BEGIN Page
If FI, would you keep working for $100k a month?

Seems crazy to walk away from that kind of money, but like others that's coming from someone who doesn't have the option. ;)

I believe I'd spend the next 12 months working in a Guatemalan slaughterhouse for 100k a month.

Okay, maybe that's going a little too far (or not). :LOL:
 
Hi everyone. Current situation is that my current job may allow me to move to West Coast and work from there, at least for a while. That would give me some breathing room to sort things out, while still earning far more than I could earn in new position. Has anyone telecommuted or worked from home? Does it get lonely? Thanks!
 
Good for you! That will help you get that much closer to FIRE, and be with your spouse. I haven't telecommuted, but I think I could do it fine as long as DW or kids were not home. In my case, the "honey-dews" start whenever DW is home.

Good luck!

R
 
Hi everyone. Current situation is that my current job may allow me to move to West Coast and work from there, at least for a while. That would give me some breathing room to sort things out, while still earning far more than I could earn in new position. Has anyone telecommuted or worked from home? Does it get lonely? Thanks!

Congrats! I've been telecommuting for over 7 years and love it! It's not for everyone though. I'm basically not the type to get lonely just because I'm alone. I use emails, forums like this, IM, and phone to keep in touch with people. I really like that I don't have the distractions of cubicle land, or even an office where people would still drop by when I'm deep into something and don't want to be bothered. I also like that I can flip on the NCAA tourney or listen to my music or whatever I want as background.

A friend of mine telecommuted and it wasn't for him, because he was more of a social animal. His wife would come home and just want to unwind from her day at the office and he would want to chat about everything. Likewise when the UPS guy would come he would try to start a conversation but those guys are running back to their trucks for the next delivery. I don't think he lasted a year before he came back to the office.

You definitely need the discipline to work while there are plenty of distractions around the house. Besides just goofing off because you have no supervision, I think some people start thinking about their bathroom needing cleaning and not have time to do it after work, and get off on things like that. But I found there were just as many distractions in the office. People would start chatting about last night's game and I'd join in, or about last night's Dancing With the Stars show and I'd want to scream because I hate the show and didn't want to hear all about it.
END Page
Task goal ▸
Continue the forum thread about working from home from the point where it stops.
BEGIN Dataset content
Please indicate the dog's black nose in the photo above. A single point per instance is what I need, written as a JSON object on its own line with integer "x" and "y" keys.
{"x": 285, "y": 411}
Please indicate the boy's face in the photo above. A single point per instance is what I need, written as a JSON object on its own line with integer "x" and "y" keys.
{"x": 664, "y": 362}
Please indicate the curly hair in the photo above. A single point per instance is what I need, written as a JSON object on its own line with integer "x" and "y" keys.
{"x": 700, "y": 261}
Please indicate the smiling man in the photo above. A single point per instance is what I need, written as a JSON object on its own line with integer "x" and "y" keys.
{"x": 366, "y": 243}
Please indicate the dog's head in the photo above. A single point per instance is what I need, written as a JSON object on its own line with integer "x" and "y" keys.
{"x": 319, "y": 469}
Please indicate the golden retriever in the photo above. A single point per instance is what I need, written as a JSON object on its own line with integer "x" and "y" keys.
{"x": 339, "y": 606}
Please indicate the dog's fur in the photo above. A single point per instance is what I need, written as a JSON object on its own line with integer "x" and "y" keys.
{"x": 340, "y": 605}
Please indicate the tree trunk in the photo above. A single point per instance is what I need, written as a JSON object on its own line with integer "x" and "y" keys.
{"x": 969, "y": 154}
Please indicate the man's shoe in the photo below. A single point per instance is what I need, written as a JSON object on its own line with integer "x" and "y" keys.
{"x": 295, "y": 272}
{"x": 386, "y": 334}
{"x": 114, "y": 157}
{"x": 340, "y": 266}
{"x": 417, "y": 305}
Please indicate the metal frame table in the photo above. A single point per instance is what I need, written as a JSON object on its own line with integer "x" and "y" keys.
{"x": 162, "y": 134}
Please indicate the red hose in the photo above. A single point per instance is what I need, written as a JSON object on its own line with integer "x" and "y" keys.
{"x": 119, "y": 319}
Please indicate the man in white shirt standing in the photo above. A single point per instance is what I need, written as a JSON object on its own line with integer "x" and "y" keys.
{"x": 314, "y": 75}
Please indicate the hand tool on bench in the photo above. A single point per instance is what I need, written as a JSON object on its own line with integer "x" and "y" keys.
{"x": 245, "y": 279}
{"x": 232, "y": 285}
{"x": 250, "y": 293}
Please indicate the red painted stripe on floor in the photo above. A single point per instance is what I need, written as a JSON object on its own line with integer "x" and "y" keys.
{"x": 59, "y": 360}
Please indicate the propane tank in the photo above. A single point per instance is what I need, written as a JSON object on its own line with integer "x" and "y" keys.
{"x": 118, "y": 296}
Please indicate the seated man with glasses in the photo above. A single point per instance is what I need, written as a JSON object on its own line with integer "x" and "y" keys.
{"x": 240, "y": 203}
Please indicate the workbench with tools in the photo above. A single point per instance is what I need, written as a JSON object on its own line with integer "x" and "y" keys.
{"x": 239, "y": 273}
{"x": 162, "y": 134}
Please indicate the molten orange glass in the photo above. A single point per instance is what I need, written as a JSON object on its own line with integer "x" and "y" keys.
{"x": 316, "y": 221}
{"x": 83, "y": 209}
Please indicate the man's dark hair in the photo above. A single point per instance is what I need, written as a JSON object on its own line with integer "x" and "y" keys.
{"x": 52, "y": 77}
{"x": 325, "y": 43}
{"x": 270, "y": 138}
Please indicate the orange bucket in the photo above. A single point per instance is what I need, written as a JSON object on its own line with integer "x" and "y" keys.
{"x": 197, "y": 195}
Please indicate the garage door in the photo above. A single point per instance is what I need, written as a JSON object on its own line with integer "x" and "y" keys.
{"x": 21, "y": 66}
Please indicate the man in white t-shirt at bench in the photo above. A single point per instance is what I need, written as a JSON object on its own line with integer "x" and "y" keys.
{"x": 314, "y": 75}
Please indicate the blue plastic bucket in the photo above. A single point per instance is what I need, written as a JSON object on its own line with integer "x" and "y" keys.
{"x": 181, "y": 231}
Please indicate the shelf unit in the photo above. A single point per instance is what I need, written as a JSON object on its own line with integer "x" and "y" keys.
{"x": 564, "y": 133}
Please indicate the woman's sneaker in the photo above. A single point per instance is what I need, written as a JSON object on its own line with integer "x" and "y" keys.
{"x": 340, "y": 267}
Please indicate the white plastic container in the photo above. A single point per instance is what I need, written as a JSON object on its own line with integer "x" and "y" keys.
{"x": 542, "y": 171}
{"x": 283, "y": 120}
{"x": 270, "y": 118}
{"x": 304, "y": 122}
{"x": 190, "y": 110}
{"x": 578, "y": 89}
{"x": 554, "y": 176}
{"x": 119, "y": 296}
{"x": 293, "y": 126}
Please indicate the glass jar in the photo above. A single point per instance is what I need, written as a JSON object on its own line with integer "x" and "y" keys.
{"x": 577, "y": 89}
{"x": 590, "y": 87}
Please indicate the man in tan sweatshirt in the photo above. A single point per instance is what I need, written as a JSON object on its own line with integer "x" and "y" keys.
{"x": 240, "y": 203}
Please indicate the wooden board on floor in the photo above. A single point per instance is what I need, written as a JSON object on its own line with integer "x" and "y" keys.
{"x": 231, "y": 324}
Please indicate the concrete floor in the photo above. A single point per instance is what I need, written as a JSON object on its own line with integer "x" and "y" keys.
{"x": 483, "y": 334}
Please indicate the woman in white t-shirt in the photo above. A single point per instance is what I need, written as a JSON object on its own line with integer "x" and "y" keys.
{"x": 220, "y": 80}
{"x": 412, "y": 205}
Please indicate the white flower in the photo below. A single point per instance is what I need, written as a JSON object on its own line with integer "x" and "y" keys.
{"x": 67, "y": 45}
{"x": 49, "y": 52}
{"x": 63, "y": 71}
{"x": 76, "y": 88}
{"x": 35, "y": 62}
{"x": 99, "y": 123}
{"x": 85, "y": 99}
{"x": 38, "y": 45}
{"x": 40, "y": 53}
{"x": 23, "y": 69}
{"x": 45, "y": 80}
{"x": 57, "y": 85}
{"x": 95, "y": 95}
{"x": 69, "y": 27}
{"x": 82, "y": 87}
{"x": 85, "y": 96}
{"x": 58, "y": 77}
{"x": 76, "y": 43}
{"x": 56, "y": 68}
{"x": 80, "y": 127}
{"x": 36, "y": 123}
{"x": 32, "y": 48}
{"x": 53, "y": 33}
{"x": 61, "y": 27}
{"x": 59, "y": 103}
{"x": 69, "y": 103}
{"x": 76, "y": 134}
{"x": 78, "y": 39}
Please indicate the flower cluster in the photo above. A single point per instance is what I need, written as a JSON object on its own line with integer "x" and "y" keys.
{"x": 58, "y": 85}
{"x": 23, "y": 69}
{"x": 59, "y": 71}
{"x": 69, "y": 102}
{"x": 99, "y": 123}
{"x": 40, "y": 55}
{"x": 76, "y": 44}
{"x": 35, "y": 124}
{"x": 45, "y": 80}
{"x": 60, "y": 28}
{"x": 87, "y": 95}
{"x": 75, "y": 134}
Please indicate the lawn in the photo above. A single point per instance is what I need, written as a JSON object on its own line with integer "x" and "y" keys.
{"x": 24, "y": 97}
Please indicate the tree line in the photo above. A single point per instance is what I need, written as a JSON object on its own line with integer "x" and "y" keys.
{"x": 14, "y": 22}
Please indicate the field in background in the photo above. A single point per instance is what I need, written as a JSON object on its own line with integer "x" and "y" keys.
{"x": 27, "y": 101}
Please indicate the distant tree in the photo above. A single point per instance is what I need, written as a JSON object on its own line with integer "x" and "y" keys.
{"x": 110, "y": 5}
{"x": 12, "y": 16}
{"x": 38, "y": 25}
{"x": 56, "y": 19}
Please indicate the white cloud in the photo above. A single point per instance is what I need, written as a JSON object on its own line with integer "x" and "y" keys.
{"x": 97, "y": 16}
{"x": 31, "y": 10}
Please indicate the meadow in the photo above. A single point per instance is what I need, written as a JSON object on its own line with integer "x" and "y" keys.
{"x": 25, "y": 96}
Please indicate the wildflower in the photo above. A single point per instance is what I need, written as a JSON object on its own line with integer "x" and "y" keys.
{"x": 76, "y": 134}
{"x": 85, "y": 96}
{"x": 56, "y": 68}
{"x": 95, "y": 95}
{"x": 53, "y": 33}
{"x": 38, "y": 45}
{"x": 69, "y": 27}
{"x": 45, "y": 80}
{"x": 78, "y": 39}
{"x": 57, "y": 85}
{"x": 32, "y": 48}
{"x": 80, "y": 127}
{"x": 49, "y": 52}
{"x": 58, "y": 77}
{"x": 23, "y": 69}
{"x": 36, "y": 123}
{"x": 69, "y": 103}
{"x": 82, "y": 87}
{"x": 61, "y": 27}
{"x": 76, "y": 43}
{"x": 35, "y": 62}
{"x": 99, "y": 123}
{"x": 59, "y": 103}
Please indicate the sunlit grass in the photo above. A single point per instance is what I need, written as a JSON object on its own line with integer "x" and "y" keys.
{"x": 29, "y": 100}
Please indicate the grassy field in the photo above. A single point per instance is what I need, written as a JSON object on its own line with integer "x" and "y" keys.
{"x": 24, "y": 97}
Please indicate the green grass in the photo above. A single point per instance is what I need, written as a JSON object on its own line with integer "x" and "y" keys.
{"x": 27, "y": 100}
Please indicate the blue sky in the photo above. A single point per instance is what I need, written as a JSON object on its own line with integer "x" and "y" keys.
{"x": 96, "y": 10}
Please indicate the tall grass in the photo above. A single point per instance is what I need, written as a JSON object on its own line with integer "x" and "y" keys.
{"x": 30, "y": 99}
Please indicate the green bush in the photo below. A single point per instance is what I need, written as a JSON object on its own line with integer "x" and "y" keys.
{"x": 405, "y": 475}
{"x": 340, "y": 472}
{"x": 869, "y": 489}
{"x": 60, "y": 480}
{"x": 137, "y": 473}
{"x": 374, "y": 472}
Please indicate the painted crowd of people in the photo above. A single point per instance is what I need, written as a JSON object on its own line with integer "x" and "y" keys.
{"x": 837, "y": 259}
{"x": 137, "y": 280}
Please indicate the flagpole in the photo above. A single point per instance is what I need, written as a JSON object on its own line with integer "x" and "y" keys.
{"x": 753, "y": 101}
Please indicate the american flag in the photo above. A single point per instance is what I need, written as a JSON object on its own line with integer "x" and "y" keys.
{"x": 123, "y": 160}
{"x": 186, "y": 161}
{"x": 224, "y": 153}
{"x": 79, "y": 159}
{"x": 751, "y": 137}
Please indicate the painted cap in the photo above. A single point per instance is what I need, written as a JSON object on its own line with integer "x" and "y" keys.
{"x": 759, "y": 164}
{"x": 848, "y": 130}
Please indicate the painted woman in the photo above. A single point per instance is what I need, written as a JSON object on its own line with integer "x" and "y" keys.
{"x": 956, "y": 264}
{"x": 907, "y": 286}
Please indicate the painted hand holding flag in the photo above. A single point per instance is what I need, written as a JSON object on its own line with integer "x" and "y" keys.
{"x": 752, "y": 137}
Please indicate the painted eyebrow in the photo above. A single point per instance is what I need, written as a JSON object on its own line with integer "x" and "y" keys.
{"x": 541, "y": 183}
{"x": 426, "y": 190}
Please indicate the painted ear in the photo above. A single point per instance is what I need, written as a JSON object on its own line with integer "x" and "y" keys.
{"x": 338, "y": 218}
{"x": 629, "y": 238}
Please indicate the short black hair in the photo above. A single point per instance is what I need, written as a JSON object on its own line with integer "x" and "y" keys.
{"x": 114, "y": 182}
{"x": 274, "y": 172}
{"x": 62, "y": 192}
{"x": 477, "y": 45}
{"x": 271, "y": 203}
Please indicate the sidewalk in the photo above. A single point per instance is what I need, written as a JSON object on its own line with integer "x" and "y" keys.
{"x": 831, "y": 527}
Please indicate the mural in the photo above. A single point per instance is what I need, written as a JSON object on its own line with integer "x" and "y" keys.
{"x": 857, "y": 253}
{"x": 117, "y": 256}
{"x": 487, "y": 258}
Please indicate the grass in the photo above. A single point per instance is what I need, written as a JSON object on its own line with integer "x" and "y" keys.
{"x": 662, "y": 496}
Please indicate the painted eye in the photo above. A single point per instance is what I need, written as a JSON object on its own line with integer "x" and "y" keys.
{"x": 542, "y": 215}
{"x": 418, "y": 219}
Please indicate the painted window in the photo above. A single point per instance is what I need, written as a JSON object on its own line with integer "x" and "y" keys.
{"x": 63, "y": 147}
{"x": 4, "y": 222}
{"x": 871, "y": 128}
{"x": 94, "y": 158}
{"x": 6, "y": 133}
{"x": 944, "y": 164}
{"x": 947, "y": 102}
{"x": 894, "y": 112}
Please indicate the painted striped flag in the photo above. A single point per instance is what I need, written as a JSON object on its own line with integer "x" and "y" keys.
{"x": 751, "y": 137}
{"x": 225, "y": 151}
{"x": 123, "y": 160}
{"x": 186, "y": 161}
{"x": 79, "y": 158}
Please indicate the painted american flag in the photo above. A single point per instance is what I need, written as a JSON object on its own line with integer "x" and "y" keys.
END Dataset content
Written response ▸
One difficulty for me is that people would share real work information via informal hall talk that I wouldn't be a part of. When I first started telecommuting I joined a team of two other guys who had adjacent cubicles, and I had a lot to learn. They would discuss things among themselves and I missed a lot, so I asked them to call me and put it on speaker phone and let me join. Now I basically work alone with one of them as backup, so there's not much to miss anymore.

The other big problem is that it's tough to separate home from work. Best advice is to dedicate a home office and when your day is over, leave the room and close the door. But it's tough when all you have to do is carry a laptop to your family room. I haven't really solved this, but I consider this flexibility in hours a strong point for me that makes up for disappearing in the middle of the work day to go for a run or ski an hour or two. So I often work 7 to 10 hours a day spread between 7am and midnight. Works well for me since I live alone, but it's not for everyone. I know people who have designed their home such that the office is a separate wing that makes it easy to get away from, and not hear the phone ringing.
 
Sounds like a good solution for you and your company--you obviously are valuable to them and I'm sure you get a lot of satisfaction from your work.

DD started telecommuting from a home office when she moved across the country. She works nonstop on computer and phone and I am sure is putting in a lot more true work time than an in-office position results in. Try to set regular hours and don't answer the phone or be too available outside them if you can. Have regularly scheduled conference calls.

Remember to be good to yourself--get up and move around as much as possible, like you would in the office to go down the hall to talk to someone, to get a drink of water, to go to the printer/fax whatever. DD works out every single day to counteract the sitting.
 
I telecommute about 20%, and it does get a little lonely. But I maintain frequent phone and email contact so it isnt that bad.
 
Hi everyone. It's been a while. I ended up staying at my current job, at least for the time being. Given the financial crash this year, I am (mostly) glad I did, although cross-country commuting and living alone most of the time are no fun. Thanks again for all of your input and support. The question now is when to leave, as this situation cannot go on indefinitely. DH loves new location, as do I. I'll keep you posted.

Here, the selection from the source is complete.